→ LIST OF TASKS:
[1] Answer these questions from the article on Apple Mail Privacy Protection:
(a) What feature did Apple launch as part of its iOS15 update?
(b) How many months after the iOS15 update are some marketers still struggling to measure engagement?
(c) Which email app on an iPhone does the article name as one that Mail Privacy Protection does not affect?
[2] Edit the article on Apple Mail Privacy Protection. Reproduce it from "MPP affects any" up to and including "an email open.", and put "Outlook" in place of "Gmail" wherever it occurs.

→ SOURCE EXTRACT:
The Apple iOS15 privacy takeover of email clients has had a significant impact on the email measurement industry. 18 months after the iOS15 update, some marketers are still struggling to measure engagement and analyse the performance of their email communication programs.

So, what exactly happened in September 2021?

Apple launched Mail Privacy Protection (MPP) as part of its iOS15 update, which is an opt-in system that allows Apple to pre-fetch (download) emails and email images to their device and obscure users' IP addresses. While this feature may seem beneficial to users, it has a significant impact on marketers and businesses. For a detailed overview on MPP and impacts, here is a great overview from Campaign Monitor.

What is the impact for marketers?

It’s had the largest impact for marketers on email reporting and communication journey triggers (trigger-based workflows), with many still searching for new ways to report on engagement to their stakeholders.

MPP affects any email opened from the Apple Mail app on any iOS15+ device, irrespective of which email service is used, such as Gmail or a work account. However, this does not affect other email apps used on Apple devices, such as the Gmail app on an iPhone.  

  • If MPP is enabled by the user it will cause the delivered email to show as immediately opened, overinflating open rates and triggering ongoing communications based on an email open.

→ RECORD EXTRACTS:
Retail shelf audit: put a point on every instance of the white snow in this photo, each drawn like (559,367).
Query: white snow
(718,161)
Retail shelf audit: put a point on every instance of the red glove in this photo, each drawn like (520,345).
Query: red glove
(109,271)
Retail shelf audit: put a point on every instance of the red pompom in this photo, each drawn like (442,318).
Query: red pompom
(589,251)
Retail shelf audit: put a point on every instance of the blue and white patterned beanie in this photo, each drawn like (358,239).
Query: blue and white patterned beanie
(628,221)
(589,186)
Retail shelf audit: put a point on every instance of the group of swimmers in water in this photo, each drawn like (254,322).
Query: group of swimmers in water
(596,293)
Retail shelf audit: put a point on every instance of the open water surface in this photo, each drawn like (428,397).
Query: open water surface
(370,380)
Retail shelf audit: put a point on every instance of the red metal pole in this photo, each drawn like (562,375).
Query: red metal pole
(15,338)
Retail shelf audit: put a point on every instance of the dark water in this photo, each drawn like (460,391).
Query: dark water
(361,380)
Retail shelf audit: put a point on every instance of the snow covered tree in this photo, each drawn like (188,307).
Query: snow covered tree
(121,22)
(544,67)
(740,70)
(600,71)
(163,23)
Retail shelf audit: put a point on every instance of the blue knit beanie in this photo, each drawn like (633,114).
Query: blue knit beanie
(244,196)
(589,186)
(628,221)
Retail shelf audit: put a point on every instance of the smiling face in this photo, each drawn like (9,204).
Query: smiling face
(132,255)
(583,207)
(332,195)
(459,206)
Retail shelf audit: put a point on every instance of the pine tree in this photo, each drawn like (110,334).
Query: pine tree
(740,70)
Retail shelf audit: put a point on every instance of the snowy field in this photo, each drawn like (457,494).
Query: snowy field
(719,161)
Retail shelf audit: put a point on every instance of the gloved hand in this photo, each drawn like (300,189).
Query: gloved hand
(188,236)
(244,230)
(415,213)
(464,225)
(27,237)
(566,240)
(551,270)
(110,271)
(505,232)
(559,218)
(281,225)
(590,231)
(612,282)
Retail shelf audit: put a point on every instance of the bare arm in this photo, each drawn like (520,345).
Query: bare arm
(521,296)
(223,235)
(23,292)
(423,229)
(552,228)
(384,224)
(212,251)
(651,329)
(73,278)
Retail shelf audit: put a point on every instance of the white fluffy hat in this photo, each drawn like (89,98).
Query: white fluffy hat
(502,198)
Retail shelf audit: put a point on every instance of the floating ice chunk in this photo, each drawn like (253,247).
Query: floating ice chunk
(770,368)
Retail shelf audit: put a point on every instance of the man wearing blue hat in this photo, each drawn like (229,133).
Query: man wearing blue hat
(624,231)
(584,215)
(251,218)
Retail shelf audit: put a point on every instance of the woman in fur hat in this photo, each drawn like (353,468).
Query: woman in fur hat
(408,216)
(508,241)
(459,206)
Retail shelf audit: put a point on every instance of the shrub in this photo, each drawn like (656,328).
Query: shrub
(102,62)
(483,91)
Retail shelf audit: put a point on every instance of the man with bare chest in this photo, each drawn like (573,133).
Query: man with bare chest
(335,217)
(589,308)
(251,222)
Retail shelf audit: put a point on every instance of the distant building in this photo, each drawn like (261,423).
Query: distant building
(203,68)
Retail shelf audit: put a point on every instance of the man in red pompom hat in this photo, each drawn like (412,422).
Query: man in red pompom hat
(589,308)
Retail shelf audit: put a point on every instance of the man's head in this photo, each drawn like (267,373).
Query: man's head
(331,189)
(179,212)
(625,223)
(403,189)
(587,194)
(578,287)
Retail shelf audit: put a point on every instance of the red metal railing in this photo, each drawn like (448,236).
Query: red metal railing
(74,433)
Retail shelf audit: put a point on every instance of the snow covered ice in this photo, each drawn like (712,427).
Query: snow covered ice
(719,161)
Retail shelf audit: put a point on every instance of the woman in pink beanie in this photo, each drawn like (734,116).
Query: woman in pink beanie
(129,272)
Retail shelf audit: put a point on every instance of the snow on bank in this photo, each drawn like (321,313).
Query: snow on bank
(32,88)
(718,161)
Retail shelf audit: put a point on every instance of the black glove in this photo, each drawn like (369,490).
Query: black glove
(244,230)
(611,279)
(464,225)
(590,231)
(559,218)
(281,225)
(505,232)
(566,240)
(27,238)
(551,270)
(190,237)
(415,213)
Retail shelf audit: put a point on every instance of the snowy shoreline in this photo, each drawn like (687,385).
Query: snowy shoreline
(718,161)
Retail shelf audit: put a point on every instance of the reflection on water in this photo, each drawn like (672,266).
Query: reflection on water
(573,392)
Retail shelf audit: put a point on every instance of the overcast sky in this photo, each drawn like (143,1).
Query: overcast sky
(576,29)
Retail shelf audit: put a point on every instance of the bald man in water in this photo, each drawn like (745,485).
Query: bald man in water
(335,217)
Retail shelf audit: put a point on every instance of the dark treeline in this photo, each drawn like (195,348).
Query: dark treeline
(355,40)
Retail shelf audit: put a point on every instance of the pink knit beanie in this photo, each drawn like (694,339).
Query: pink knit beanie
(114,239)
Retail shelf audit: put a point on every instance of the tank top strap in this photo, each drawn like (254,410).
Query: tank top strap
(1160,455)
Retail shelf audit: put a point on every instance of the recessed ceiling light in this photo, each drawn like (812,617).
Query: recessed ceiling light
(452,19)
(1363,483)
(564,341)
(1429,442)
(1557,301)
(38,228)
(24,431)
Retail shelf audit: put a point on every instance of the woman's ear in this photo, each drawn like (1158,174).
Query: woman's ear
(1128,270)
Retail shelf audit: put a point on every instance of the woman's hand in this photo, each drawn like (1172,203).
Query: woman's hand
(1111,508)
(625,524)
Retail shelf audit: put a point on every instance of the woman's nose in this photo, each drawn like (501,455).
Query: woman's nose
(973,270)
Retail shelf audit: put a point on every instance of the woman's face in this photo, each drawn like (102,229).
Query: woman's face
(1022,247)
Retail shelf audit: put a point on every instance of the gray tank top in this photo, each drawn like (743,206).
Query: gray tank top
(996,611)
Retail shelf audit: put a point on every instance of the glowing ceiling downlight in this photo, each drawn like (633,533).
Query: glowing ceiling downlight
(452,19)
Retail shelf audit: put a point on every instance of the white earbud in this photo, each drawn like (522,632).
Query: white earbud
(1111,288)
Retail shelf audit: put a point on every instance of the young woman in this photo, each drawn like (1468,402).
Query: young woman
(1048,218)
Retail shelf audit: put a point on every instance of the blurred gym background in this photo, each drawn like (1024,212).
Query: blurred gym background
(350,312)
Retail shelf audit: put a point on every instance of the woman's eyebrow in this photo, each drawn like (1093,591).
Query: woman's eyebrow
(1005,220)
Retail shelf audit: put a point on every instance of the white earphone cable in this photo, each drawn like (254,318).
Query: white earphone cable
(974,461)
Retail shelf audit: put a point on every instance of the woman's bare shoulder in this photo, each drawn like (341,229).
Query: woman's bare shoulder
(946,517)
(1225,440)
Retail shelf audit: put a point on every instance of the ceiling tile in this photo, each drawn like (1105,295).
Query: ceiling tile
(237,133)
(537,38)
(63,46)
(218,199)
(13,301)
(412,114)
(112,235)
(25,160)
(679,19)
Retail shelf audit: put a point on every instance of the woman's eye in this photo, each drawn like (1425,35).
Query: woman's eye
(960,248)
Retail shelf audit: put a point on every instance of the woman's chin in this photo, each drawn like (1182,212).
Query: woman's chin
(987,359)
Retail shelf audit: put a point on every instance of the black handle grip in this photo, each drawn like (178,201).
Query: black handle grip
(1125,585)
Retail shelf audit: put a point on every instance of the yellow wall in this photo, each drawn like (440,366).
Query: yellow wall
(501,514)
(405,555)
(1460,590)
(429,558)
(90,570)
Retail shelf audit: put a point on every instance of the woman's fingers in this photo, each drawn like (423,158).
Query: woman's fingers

→ ANSWERS FOR THE TASKS:
[1]
(a) Mail Privacy Protection (MPP)
(b) 18 months
(c) The Gmail app

[2]
MPP affects any email opened from the Apple Mail app on any iOS15+ device, irrespective of which email service is used, such as Outlook or a work account. However, this does not affect other email apps used on Apple devices, such as the Outlook app on an iPhone.  

  • If MPP is enabled by the user it will cause the delivered email to show as immediately opened, overinflating open rates and triggering ongoing communications based on an email open.